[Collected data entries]
════════

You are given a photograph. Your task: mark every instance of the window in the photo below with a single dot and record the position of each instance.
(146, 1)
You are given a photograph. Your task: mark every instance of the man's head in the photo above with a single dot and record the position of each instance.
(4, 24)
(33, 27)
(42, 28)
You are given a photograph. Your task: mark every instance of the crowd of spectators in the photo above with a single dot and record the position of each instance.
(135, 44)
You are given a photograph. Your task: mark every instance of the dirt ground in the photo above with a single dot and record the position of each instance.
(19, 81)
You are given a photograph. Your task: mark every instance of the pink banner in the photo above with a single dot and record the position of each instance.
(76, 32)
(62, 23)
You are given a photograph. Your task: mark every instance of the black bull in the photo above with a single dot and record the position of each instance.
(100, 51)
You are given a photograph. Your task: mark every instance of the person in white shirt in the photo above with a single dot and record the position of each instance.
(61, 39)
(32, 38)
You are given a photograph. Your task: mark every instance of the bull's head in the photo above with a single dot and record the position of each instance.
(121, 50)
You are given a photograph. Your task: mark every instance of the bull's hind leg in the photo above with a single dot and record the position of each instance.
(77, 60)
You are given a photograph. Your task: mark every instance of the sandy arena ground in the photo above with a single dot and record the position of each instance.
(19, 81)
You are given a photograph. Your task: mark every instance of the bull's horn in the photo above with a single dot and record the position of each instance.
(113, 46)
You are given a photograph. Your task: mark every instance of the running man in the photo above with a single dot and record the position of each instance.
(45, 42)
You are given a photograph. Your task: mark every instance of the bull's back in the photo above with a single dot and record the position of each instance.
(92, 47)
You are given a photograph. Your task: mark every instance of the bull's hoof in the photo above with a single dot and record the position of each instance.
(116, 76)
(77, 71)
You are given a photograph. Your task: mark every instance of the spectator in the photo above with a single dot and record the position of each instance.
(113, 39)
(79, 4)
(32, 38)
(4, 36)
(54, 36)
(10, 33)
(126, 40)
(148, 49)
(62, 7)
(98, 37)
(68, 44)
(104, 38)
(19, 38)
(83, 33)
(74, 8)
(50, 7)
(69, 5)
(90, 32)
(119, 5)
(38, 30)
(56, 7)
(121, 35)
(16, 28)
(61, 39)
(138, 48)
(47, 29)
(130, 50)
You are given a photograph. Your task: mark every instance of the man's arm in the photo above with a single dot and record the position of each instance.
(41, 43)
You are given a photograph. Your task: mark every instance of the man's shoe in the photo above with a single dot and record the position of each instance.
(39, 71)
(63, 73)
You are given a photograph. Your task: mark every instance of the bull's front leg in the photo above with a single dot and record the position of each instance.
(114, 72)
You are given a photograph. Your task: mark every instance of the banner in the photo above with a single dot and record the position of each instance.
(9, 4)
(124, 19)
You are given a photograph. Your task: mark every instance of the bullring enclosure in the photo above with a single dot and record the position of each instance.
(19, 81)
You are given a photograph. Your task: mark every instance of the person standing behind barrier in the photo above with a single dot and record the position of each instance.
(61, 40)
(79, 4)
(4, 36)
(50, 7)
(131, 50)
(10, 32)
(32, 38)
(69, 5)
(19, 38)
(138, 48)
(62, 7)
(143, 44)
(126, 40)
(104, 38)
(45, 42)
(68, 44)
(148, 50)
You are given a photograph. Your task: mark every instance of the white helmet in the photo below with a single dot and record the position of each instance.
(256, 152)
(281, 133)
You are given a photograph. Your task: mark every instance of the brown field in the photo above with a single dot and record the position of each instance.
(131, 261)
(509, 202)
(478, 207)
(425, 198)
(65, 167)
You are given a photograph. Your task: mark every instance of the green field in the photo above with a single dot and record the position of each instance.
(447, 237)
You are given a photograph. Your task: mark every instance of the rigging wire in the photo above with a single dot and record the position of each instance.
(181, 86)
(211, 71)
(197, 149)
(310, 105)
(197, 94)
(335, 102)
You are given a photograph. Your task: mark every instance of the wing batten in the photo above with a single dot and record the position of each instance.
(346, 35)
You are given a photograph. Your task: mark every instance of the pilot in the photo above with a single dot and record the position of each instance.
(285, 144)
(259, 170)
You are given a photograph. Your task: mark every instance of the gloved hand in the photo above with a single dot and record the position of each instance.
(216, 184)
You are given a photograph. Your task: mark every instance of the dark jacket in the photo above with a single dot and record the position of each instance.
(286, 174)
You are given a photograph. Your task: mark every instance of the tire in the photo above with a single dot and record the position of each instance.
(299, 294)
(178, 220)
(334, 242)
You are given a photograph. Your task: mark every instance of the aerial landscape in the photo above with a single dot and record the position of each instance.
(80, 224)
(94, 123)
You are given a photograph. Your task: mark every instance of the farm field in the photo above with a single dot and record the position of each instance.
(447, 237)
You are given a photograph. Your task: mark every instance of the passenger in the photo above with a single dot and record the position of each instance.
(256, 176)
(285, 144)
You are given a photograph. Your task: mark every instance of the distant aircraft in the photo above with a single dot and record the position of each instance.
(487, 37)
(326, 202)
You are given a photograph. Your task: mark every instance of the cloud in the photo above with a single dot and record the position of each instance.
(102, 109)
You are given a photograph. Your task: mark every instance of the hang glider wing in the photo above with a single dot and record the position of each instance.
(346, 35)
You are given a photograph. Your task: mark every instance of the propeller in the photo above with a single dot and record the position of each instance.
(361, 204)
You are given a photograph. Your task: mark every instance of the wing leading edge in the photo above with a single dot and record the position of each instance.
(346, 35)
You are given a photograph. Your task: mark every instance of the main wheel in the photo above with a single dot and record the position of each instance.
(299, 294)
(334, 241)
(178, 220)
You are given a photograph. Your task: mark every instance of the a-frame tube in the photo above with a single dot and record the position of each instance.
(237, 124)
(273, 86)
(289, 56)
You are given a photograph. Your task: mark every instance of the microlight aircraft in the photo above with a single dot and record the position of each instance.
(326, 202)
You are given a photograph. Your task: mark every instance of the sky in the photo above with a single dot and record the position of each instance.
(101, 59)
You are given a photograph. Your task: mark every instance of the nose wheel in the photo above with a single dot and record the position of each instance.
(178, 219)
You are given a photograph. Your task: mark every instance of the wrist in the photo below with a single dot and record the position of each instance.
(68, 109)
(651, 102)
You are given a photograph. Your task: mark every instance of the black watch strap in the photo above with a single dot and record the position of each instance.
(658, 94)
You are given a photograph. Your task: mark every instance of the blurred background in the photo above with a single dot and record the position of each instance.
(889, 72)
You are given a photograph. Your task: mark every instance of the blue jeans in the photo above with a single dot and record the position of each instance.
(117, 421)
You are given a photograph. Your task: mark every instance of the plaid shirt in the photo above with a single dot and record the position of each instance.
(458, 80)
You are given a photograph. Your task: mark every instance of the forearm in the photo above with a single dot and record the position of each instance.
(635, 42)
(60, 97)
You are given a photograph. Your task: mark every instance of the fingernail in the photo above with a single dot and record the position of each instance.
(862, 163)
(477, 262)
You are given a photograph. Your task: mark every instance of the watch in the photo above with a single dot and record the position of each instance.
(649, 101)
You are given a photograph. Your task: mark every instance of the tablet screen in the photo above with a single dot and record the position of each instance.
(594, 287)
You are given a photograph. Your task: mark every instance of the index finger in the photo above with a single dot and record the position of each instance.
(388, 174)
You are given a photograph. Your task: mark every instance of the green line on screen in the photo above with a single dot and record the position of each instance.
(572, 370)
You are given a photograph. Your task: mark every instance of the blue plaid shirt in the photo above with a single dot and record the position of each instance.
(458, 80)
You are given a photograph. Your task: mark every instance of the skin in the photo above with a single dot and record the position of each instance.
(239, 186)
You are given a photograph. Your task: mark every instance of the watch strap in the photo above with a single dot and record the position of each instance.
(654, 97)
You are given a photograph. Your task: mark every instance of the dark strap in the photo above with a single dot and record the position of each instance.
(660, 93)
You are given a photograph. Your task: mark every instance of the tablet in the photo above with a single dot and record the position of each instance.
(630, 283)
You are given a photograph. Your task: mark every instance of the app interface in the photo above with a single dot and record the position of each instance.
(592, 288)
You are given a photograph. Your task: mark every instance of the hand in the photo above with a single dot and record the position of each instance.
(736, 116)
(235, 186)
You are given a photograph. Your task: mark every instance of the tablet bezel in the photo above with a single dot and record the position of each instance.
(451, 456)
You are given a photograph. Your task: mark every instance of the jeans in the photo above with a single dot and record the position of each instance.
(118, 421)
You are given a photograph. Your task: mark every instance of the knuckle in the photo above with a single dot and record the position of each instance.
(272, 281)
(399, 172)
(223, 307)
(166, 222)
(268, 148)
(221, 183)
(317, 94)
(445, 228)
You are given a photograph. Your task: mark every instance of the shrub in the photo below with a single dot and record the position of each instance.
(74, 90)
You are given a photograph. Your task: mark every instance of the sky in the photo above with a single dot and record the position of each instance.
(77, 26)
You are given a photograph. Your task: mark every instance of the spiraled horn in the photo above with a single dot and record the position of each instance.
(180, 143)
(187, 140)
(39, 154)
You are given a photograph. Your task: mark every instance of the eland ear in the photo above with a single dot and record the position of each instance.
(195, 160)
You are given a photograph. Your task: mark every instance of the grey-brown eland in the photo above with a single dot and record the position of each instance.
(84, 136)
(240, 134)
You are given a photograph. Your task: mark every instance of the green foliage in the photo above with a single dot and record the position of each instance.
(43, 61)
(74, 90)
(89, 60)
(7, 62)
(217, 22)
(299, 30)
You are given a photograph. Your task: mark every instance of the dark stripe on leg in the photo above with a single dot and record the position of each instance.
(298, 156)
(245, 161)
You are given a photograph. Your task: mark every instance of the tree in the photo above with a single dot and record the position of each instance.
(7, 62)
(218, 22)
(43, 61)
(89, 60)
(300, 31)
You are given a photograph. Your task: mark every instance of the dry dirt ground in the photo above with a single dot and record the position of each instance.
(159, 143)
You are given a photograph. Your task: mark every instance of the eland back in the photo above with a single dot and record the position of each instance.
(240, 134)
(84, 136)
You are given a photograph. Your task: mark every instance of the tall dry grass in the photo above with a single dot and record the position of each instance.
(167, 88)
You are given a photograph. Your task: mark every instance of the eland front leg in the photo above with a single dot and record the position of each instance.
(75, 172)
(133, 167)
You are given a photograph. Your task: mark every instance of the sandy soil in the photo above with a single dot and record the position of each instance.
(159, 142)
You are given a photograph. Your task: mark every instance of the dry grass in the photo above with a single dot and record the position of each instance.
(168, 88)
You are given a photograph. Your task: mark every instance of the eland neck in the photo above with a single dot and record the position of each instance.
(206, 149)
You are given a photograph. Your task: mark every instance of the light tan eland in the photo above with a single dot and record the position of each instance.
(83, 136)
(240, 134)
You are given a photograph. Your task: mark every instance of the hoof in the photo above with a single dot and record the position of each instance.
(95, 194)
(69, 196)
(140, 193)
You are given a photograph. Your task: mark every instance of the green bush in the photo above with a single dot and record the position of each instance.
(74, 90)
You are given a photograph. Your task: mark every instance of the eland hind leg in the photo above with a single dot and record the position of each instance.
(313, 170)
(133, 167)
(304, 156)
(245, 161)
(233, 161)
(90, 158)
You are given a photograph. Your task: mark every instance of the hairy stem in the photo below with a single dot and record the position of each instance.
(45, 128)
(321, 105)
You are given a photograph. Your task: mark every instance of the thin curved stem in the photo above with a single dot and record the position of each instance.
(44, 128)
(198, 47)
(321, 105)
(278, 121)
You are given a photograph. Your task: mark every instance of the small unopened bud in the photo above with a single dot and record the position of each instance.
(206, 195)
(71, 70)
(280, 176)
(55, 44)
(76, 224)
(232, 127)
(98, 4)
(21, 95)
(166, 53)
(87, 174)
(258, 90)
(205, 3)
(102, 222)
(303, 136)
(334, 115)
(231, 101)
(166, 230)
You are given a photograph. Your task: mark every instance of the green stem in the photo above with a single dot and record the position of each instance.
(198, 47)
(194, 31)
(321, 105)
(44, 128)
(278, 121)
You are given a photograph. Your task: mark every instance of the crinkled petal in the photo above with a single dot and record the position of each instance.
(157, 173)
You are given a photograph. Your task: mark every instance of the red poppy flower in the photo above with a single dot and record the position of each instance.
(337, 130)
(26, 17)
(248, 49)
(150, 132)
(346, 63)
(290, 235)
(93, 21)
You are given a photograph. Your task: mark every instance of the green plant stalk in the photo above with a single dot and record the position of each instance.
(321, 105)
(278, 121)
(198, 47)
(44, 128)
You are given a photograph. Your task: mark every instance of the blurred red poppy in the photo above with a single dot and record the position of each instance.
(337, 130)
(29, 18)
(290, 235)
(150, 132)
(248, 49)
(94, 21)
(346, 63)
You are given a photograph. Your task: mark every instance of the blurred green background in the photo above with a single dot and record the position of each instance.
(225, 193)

════════

> _Request_
Every line from the one containing "the red poppy" through the last line of the entries must be written out verbatim, and no other line.

> _Answer to this problem_
You are given a photograph. Your task: mark every instance of the red poppy flower in the photo above with a single dot and record the position of each instance.
(337, 130)
(26, 17)
(248, 49)
(150, 132)
(346, 63)
(290, 235)
(93, 21)
You are given a photograph. Your task: mark every instance of the green plant stalk in the photo above with a single dot and record the position of each instance.
(321, 105)
(278, 121)
(198, 47)
(44, 128)
You are given a photograph. Your task: mark every instance of the blurred red poppy in the photo above with a single dot and record the position of each instance.
(337, 130)
(29, 18)
(290, 235)
(150, 132)
(248, 49)
(94, 21)
(346, 63)
You are given a photograph. Your task: mark every instance of the blurred green background in the photo above with a single dot and record the position of each instance.
(225, 193)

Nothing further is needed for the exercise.